## Your goal
The records shown below are to be repeated exactly and completely.

Data extracted from a collection:
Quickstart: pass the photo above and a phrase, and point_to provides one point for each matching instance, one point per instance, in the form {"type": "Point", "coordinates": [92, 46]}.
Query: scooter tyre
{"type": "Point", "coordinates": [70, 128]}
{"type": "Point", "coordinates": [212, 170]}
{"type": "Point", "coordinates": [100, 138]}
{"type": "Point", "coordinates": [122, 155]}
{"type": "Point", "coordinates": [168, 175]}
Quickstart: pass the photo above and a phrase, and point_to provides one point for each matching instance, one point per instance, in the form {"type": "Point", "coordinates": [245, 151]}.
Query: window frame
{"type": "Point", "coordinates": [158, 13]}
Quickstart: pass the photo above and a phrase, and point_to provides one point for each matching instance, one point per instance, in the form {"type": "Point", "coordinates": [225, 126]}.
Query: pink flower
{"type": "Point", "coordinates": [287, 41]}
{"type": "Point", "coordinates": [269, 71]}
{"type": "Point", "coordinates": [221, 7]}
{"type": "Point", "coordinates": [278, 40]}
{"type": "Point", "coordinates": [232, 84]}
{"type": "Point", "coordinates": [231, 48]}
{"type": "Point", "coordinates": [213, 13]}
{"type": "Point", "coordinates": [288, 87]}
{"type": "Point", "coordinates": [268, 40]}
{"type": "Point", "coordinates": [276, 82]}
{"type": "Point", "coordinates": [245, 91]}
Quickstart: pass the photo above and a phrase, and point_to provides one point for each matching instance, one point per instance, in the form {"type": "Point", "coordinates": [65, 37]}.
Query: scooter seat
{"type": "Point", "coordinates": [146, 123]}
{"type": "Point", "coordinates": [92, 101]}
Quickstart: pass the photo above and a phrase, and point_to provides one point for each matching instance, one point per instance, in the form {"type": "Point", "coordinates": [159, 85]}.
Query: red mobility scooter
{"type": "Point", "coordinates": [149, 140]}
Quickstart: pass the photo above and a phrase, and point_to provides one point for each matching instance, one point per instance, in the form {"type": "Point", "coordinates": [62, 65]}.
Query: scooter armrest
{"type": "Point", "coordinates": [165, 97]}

## Exercise response
Quickstart: pass the photo above and a phrase, and point_to provides one point for each matching instance, one point per instance, in the form {"type": "Point", "coordinates": [92, 46]}.
Query: scooter tyre
{"type": "Point", "coordinates": [70, 128]}
{"type": "Point", "coordinates": [212, 170]}
{"type": "Point", "coordinates": [100, 138]}
{"type": "Point", "coordinates": [122, 155]}
{"type": "Point", "coordinates": [168, 175]}
Quickstart: pass the photo above and a phrase, and point_to provides one point for each matching instance, one point per instance, in the form {"type": "Point", "coordinates": [245, 151]}.
Query: window frame
{"type": "Point", "coordinates": [158, 13]}
Quickstart: pass the photo above and a phrase, and point_to provides one point for each matching instance, one point per instance, in the form {"type": "Point", "coordinates": [225, 126]}.
Query: pink flower
{"type": "Point", "coordinates": [287, 41]}
{"type": "Point", "coordinates": [269, 71]}
{"type": "Point", "coordinates": [221, 7]}
{"type": "Point", "coordinates": [278, 40]}
{"type": "Point", "coordinates": [232, 84]}
{"type": "Point", "coordinates": [231, 48]}
{"type": "Point", "coordinates": [213, 13]}
{"type": "Point", "coordinates": [288, 87]}
{"type": "Point", "coordinates": [268, 40]}
{"type": "Point", "coordinates": [276, 82]}
{"type": "Point", "coordinates": [245, 91]}
Quickstart: pass the photo above and a phrase, and point_to provides one point for each matching instance, one point per instance, in the form {"type": "Point", "coordinates": [65, 37]}.
Query: scooter seat
{"type": "Point", "coordinates": [146, 123]}
{"type": "Point", "coordinates": [92, 101]}
Quickstart: pass the photo above and a phrase, and point_to provides one point for each matching instance, one point per instance, in the form {"type": "Point", "coordinates": [159, 85]}.
Query: red mobility scooter
{"type": "Point", "coordinates": [149, 140]}
Quickstart: pass the photo above and a phrase, and point_to provides one point for each matching instance, one point per instance, in the form {"type": "Point", "coordinates": [62, 65]}.
Query: scooter armrest
{"type": "Point", "coordinates": [165, 97]}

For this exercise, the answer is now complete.